Return every line in the entries below where the word "locomotive" shows up.

|---|

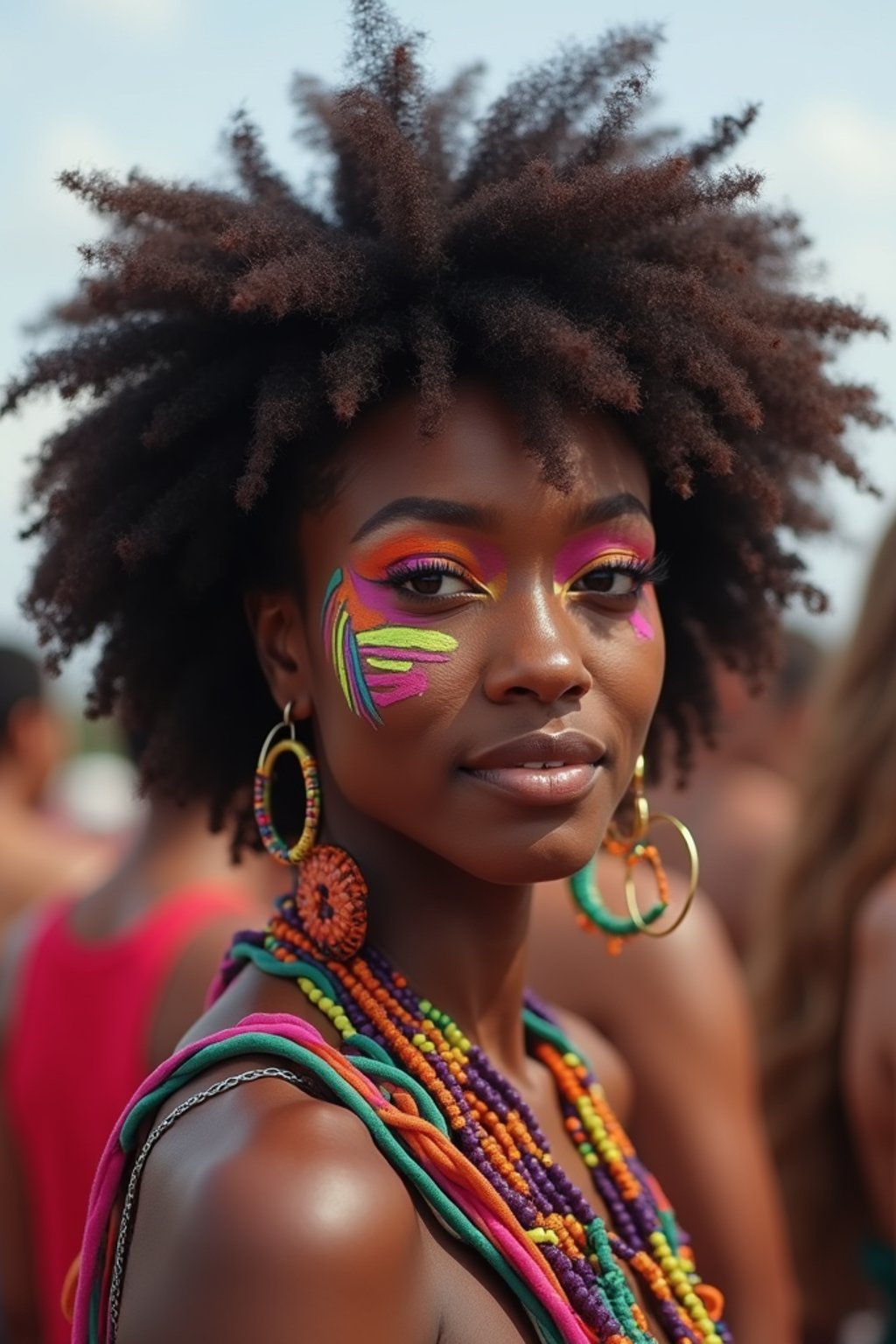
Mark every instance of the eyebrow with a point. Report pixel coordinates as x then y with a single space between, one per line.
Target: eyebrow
424 509
610 508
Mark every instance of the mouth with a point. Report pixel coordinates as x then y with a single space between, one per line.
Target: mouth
542 769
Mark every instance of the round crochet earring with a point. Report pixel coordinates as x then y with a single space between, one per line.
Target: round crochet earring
331 900
268 757
633 848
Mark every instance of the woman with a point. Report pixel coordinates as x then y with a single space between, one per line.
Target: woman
826 970
396 472
679 1012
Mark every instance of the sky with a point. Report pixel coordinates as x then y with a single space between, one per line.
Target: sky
150 84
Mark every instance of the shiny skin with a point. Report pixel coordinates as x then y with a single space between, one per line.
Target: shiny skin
526 662
269 1214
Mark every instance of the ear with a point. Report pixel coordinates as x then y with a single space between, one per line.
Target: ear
278 631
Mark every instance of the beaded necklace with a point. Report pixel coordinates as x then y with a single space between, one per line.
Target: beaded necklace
500 1138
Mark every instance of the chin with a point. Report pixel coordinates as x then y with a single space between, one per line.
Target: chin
547 859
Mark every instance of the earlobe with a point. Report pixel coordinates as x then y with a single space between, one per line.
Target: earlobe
278 632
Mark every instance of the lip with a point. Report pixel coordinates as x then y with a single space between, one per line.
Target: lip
570 765
567 747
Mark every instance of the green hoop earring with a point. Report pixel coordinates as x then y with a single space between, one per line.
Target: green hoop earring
633 848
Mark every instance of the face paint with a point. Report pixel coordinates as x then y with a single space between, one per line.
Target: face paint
595 550
641 626
376 663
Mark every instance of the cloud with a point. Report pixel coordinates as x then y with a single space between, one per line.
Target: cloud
144 18
833 162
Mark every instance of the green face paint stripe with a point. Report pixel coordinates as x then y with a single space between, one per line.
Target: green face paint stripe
340 657
407 637
388 664
360 680
331 588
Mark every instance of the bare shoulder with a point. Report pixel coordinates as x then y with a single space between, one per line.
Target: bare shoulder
871 1008
265 1201
610 1068
875 933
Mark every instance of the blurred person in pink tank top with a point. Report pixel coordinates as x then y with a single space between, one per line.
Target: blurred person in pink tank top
93 995
38 858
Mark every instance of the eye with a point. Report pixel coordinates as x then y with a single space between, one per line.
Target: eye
610 581
431 578
434 584
620 578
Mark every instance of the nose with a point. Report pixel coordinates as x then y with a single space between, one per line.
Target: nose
537 654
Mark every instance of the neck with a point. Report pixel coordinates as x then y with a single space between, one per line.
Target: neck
459 941
175 847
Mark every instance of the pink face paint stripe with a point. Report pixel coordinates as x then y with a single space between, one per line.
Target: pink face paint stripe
589 549
411 684
376 651
641 626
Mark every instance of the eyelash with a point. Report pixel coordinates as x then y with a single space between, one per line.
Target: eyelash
644 571
424 569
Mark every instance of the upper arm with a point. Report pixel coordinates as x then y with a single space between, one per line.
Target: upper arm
677 1012
697 1120
276 1221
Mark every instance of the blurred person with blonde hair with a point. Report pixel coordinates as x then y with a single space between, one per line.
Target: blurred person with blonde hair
826 984
740 796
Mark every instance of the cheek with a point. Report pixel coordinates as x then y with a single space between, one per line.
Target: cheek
378 657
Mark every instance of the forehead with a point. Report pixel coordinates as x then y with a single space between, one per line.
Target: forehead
479 458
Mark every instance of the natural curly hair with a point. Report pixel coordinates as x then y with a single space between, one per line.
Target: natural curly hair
220 339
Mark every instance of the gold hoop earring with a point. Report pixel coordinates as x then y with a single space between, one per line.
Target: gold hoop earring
633 848
268 757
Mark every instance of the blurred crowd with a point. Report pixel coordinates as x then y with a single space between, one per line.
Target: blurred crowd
754 1054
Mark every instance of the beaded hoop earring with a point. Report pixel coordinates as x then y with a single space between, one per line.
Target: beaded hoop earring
633 848
268 757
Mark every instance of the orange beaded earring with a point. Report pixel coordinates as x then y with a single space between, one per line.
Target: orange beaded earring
633 848
331 892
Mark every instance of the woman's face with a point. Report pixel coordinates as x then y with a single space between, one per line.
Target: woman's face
481 652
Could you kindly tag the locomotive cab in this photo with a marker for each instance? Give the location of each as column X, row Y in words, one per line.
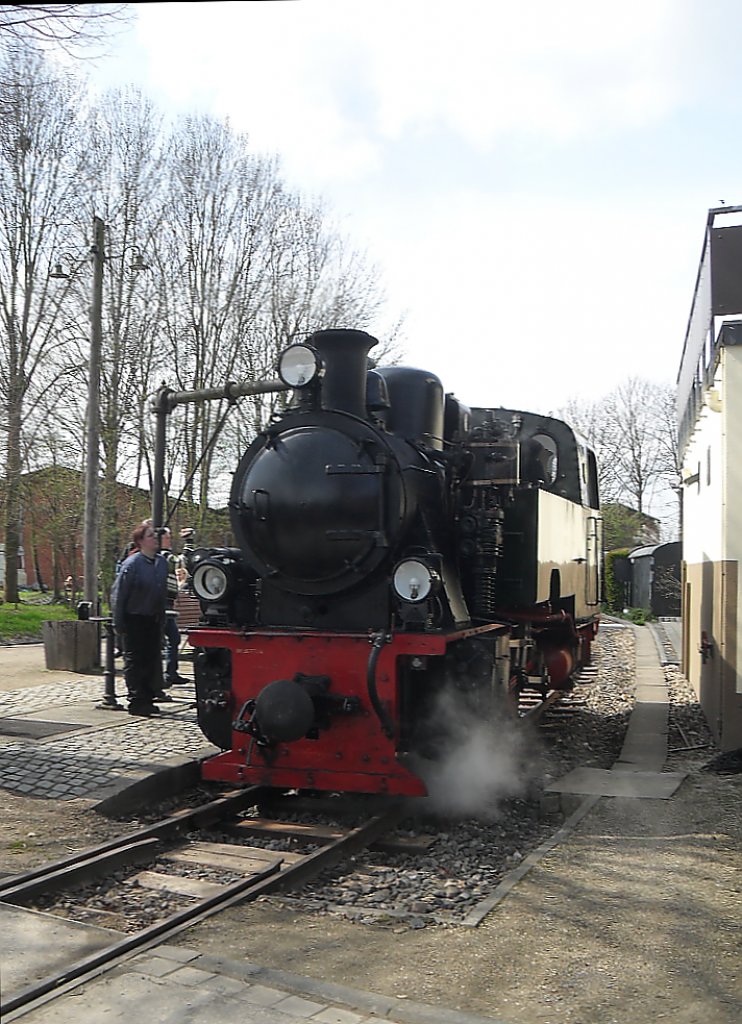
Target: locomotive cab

|---|

**Task solution**
Could you kindly tag the locomotive cab in this photo with a marker for each instance? Give the location of each as column X, row Y in words, one per line.
Target: locomotive cab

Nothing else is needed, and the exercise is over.